Passage shown:
=-=-=-=-=

Although the exemplification set out herein illustrates embodiments
of the invention, in several forms, the embodiments disclosed below
are not intended to be exhaustive or to be construed as limiting
the scope of the invention to the precise forms disclosed.
DETAILED DESCRIPTION OF THE DRAWINGS
[0040] The embodiments hereinafter disclosed are not intended to be
exhaustive or limit the invention to the precise forms disclosed in
the following description. Rather the embodiments are chosen and
described so that others skilled in the art may utilize its
teachings.
[0041] Referring first to FIGS. 1 and 2, faucet 1 according to one
embodiment of the present invention is illustrated. Faucet 1
generally includes sprayhead 10 and faucet body 14. Faucet 1 is of
the type wherein sprayhead 10 may be pulled out and manipulated
independent of body 14. More particularly, faucet body 14 includes
neck or delivery spout 32 having dispensing end 32a to which
sprayhead 10 is releasably coupled, as is described in further
detail below.
[0042] Referring now to FIGS. 3-5, faucet 1 also includes flexible
water supply line or spout tube 12, which extends through neck 32
and is fluidly coupled at a first end to a water supply source,
illustratively through a valve (not shown) operably coupled to a
handle 17 (FIG. 1). A second end of the water supply line 12 is
fluidly coupled to sprayhead 10. The faucet 1 may include
additional features detailed in U.S. patent application Ser. No.
11/325,128, filed Jan. 4, 2006, the disclosure of which is
expressly incorporated by reference herein.
[0043] Sprayhead 10 is coupled to neck 32 of faucet body 14 by
magnetic coupling 15. Magnetic coupling 15 generally includes head
connector 24 coupled to sprayhead 10 and body connector 36 coupled
to neck 32 of faucet body 14. As described in further detail below,
head connector 24 and body connector 36 are adapted to releasably
engage with one another to thereby releasably couple sprayhead 10
to neck 32 of faucet body 14.
[0044] Turning now to FIGS. 4 and 5, sprayhead 10 includes aerator
16, waterway member 18, check valves 20a and 20b, shell 22, head
connector 24 and retaining nut 26. Aerator 16 is received in and
coupled to dispensing end 18b of waterway member 18. Check valves
20a, 20b are received in and coupled to threaded receiving end 18a
of waterway member 18. The assembly of aerator 16, waterway member
18 and check valves 20a, 20b are disposed within shell 22. Shell 22
includes receiving end 22a and opposing dispensing end 22b. Tab 21
protrudes from receiving end 22a and, as discussed in further
detail below, serves to align head connector 24 on receiving end
22a of shell 22. When the assembly of aerator 16, waterway member
18 and check valves 20a, 20b is disposed in shell 22, threaded
receiving end 18a extends through opening 19 in receiving end 22a
of shell 22. Threaded receiving end 18a of waterway member 18 also
extends through opening 23 of head connector 24 and receives
retaining nut 26, which secures head connector 24 to shell 22.
Threaded receiving end 18a of waterway member 18 then extends from
nut 26 and is fluidly coupled with water supply line 12.
[0045] Turning to FIGS. 5 and 7A-7E, head connector 24 is
substantially ring-shaped and includes top surface 24a, opposing
bottom surface 24b and opening 23 extending therethrough from top
surface 24a to bottom surface 24b. Opening 23 is sized to receive
threaded receiving end 18a of waterway member 18 therethrough.

=-=-=-=-=

Set task A: In the faucet description, what couples sprayhead 10 to neck 32 of faucet body 14?
The faucet description has no connection to the entries that follow.

=-=-=-=-=

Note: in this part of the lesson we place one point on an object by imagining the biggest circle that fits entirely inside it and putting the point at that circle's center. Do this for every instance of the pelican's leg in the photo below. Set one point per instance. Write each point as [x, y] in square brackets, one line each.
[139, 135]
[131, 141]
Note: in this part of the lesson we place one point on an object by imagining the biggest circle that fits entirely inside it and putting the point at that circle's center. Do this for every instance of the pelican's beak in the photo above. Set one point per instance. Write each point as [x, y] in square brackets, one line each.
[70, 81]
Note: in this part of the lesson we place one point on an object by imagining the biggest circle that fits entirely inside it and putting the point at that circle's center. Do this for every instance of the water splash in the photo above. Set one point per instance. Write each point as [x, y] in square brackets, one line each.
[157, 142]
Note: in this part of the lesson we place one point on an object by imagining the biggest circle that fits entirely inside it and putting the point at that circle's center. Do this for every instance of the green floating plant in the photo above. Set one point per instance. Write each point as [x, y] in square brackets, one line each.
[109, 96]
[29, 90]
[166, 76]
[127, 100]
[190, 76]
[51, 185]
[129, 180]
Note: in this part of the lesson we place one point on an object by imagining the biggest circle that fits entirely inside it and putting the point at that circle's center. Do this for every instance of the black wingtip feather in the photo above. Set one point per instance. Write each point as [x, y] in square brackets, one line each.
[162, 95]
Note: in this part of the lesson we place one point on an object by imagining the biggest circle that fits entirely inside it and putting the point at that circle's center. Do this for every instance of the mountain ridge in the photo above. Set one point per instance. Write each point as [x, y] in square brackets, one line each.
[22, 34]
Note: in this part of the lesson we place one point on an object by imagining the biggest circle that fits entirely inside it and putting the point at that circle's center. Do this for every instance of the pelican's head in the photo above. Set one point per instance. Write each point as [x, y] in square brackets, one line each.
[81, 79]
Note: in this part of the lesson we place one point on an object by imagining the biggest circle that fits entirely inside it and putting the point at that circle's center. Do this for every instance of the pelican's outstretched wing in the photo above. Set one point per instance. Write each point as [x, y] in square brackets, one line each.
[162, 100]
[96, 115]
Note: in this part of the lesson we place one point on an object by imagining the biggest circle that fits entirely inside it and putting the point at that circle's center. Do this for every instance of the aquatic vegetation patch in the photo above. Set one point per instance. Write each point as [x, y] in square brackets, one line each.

=-=-=-=-=

Set task B: Reproduce the entries from the line with "the pelican's outstretched" through the end of the entries, substituting "exercise" for "lesson" and leaving everything else unchanged.

Exercise answer A: Magnetic coupling 15.

Exercise answer B:
Note: in this part of the exercise we place one point on an object by imagining the biggest circle that fits entirely inside it and putting the point at that circle's center. Do this for every instance of the pelican's outstretched wing in the photo above. Set one point per instance. Write each point as [x, y] in square brackets, one line each.
[162, 100]
[96, 115]
Note: in this part of the exercise we place one point on an object by imagining the biggest circle that fits entirely inside it and putting the point at that circle's center. Do this for every instance of the aquatic vegetation patch in the photo above. Set one point per instance. Write each point as [x, y] in square brackets, one line each.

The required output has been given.